• TASK DETAILS: Begin at the line below that contains "Find the narrow". Repeat it and all remaining lines of the records exactly.

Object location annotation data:
-- begin --
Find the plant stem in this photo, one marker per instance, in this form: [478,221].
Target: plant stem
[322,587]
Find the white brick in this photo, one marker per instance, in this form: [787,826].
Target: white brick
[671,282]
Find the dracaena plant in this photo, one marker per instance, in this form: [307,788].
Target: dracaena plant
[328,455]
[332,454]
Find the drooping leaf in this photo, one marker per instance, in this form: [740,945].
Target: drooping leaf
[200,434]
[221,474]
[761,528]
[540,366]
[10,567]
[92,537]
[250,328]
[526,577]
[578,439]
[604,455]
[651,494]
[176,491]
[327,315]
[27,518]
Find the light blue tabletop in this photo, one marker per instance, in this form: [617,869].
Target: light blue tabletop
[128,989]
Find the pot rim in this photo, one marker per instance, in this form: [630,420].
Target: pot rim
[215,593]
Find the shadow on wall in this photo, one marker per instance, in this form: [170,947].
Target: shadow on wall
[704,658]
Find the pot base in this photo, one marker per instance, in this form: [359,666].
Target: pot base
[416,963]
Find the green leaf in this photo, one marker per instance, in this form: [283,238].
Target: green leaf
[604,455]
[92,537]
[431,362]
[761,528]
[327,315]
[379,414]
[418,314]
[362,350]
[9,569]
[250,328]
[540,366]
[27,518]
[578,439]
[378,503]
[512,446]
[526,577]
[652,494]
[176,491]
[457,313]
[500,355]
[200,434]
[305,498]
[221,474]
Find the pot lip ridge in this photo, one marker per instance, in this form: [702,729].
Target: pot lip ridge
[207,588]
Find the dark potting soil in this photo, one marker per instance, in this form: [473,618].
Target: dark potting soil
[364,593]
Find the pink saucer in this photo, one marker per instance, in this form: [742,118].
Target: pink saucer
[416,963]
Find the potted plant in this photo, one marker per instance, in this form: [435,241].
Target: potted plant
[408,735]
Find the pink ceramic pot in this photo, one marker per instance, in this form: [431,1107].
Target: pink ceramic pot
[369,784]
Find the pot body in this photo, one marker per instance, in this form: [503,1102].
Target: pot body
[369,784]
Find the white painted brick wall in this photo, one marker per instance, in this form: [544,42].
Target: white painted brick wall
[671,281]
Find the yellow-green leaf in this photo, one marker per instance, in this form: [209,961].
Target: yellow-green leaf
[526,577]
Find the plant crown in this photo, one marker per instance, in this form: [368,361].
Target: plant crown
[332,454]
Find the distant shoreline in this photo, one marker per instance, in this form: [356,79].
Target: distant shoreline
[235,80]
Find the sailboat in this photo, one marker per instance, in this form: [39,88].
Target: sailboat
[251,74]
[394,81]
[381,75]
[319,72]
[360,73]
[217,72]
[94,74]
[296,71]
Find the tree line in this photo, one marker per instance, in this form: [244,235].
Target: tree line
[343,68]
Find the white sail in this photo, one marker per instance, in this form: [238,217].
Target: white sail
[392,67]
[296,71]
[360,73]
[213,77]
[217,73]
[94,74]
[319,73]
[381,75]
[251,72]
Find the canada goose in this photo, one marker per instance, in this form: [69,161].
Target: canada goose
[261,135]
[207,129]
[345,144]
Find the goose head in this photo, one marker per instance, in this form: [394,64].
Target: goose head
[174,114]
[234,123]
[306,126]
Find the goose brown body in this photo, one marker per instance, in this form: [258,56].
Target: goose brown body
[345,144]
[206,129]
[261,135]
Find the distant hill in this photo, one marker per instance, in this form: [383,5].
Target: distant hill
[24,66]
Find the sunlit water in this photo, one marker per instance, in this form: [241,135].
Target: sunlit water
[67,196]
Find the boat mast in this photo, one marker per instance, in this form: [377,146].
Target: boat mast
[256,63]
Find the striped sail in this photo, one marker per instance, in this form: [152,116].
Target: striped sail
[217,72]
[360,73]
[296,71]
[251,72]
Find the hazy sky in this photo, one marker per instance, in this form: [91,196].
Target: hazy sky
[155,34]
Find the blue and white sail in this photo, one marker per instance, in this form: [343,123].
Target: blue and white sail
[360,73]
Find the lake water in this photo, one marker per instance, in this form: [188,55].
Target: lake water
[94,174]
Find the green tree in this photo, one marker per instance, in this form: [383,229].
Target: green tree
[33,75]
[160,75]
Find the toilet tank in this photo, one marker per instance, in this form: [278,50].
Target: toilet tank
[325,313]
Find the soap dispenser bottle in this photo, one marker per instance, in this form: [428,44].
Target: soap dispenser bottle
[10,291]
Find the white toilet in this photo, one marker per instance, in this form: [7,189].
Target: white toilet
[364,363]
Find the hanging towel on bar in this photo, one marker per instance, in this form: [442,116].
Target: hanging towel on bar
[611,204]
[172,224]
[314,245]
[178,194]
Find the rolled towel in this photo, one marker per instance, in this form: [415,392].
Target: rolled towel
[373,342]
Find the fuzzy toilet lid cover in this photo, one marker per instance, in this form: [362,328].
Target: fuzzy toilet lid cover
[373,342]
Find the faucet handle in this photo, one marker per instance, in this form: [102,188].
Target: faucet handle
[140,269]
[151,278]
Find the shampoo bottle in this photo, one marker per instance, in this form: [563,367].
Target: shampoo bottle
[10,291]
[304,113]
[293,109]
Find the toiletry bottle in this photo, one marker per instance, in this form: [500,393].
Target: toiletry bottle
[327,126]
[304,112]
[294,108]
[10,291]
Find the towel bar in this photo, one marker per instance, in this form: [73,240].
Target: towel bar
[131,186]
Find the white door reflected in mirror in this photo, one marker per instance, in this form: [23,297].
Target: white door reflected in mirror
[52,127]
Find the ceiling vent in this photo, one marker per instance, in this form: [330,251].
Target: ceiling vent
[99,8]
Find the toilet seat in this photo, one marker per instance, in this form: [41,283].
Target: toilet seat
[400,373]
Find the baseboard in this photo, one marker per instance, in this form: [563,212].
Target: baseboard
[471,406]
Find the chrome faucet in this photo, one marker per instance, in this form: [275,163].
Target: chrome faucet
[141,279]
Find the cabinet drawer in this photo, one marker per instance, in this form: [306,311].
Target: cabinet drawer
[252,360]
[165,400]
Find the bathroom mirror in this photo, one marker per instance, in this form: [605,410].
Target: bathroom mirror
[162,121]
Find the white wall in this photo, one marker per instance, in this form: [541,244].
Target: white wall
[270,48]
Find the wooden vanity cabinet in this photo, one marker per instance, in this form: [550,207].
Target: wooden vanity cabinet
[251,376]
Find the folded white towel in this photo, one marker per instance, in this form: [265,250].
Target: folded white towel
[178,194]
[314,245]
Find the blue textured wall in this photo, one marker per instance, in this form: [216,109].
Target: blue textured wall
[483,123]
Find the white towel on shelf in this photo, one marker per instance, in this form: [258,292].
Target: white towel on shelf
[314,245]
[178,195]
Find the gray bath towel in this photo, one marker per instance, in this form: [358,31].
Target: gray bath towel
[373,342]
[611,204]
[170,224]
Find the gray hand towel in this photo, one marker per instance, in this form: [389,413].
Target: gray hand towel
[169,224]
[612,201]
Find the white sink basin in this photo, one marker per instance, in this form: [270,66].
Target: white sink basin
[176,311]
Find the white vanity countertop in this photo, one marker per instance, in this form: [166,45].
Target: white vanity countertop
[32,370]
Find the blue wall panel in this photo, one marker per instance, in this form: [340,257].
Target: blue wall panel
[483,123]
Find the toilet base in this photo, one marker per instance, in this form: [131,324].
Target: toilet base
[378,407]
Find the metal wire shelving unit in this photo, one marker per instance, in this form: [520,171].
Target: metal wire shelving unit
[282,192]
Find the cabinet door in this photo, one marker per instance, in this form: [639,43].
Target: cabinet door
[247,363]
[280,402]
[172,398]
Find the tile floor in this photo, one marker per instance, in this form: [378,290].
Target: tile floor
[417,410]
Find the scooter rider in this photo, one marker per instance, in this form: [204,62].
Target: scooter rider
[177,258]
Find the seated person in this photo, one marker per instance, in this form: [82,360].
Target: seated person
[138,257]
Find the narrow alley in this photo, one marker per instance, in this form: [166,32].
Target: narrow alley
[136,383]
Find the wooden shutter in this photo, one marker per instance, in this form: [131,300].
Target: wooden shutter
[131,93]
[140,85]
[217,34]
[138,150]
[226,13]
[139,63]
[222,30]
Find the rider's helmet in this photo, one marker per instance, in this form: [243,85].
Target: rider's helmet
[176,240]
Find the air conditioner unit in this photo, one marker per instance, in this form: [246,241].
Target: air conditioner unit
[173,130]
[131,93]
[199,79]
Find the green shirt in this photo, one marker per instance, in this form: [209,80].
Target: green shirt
-- end --
• SOLUTION:
Find the narrow alley in this photo, one marker per instance, in this form: [166,32].
Target: narrow alley
[136,383]
Find the wooden shutter in this photo, one marker per instance, in this form: [131,300].
Target: wooden shutter
[131,93]
[140,85]
[217,34]
[138,150]
[226,13]
[139,63]
[222,30]
Find the rider's helmet in this photo, one marker per instance, in this form: [243,85].
Target: rider's helmet
[176,240]
Find the air conditioner unit in this photo, one marker per instance, in this form: [246,241].
Target: air conditioner unit
[173,130]
[131,93]
[199,79]
Find the green shirt in this photo, one marker per instance, in this form: [209,80].
Target: green shirt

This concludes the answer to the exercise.